▶ _Stated goal_:
Copy the entries below word for word, beginning with their first line and ending with the line that contains "point(180, 121)", both included.

▶ _Dataset records_:
•••

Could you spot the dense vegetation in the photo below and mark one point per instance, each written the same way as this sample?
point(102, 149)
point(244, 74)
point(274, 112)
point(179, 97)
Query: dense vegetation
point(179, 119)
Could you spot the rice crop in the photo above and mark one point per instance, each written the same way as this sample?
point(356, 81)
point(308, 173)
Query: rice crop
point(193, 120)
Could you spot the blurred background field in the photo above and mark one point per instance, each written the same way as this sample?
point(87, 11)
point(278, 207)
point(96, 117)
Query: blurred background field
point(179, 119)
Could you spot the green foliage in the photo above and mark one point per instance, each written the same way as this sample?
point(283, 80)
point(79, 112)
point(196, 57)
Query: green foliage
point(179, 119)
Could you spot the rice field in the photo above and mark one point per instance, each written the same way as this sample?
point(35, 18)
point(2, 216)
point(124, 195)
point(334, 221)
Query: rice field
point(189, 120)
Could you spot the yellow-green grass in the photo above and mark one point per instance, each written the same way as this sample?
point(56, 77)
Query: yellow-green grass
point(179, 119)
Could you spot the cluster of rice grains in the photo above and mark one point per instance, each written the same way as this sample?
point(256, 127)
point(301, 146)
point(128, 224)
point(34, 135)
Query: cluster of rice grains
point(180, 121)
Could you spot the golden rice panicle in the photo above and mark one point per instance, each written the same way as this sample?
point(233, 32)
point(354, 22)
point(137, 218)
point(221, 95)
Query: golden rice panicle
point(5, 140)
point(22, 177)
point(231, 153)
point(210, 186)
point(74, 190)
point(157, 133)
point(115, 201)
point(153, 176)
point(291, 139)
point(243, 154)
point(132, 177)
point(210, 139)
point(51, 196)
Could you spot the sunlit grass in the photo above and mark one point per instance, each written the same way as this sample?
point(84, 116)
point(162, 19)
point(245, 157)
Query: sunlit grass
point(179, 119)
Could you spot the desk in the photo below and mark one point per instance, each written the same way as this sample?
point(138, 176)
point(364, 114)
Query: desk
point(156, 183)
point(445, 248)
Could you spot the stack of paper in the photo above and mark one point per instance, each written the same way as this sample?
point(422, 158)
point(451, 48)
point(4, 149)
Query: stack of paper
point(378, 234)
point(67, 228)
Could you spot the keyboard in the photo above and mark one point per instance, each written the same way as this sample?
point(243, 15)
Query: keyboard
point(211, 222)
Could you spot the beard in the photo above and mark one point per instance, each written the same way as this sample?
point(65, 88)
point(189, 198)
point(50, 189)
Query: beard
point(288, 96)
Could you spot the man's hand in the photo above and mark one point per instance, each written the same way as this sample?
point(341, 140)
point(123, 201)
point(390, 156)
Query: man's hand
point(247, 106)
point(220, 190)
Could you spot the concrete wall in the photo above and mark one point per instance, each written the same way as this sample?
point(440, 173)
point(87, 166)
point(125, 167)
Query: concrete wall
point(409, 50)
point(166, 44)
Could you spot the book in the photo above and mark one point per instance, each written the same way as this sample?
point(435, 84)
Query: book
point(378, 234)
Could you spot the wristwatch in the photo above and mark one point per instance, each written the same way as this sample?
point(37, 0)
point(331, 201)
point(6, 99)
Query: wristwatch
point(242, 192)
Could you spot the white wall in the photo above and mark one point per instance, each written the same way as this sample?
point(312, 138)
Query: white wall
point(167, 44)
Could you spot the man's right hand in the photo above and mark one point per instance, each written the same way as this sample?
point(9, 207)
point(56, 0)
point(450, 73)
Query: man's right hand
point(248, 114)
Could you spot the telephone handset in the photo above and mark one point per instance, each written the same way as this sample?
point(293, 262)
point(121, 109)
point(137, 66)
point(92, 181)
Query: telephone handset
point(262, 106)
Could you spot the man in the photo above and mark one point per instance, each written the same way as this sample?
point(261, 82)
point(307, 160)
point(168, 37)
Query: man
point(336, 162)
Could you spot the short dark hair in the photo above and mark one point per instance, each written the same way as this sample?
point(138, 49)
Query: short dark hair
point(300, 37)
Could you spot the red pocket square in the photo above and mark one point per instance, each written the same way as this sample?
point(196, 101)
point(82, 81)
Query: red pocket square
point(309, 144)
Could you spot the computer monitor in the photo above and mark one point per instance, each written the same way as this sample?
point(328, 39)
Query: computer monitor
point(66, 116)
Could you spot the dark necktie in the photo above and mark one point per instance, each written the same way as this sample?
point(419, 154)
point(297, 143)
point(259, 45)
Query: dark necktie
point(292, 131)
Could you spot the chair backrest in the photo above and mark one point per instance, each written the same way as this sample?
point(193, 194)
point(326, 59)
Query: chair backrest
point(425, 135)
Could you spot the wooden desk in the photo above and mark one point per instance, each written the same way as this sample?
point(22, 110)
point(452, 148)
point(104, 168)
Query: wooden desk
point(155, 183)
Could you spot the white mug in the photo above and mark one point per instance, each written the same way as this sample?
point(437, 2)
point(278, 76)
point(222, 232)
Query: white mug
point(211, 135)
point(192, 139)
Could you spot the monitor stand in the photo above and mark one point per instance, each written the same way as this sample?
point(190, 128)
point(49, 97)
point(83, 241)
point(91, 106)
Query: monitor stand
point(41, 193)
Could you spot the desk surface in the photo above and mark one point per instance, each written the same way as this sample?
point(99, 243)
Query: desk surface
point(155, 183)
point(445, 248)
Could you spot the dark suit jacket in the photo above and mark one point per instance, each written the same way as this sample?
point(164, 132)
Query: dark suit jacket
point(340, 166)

•••

▶ _Solution_:
Could you spot the dense vegetation in the photo below and mark one point per instance, each written the same way as this sample?
point(102, 149)
point(244, 74)
point(274, 112)
point(179, 97)
Query: dense vegetation
point(179, 119)
Could you spot the rice crop in the photo above and mark one point per instance, each written the same way as this sample?
point(356, 81)
point(308, 173)
Query: rice crop
point(193, 120)
Could you spot the blurred background field in the photo above and mark one point per instance, each written the same way as this sample?
point(87, 11)
point(278, 207)
point(96, 117)
Query: blurred background field
point(179, 119)
Could you spot the green foliage in the photo above and mark one point per instance, each written the same way as this sample?
point(283, 80)
point(79, 112)
point(196, 57)
Query: green foliage
point(179, 119)
Could you spot the rice field in the photo above and mark one point per instance, each written the same way as this sample?
point(35, 18)
point(2, 216)
point(124, 195)
point(334, 221)
Query: rice field
point(189, 120)
Could you spot the yellow-green grass in the photo above and mark one point per instance, each written the same way as this sample?
point(56, 77)
Query: yellow-green grass
point(179, 119)
Could you spot the cluster of rice grains in the photo above and mark one point per instance, each written the same way as this sample?
point(256, 127)
point(301, 146)
point(128, 224)
point(34, 135)
Query: cluster of rice grains
point(180, 121)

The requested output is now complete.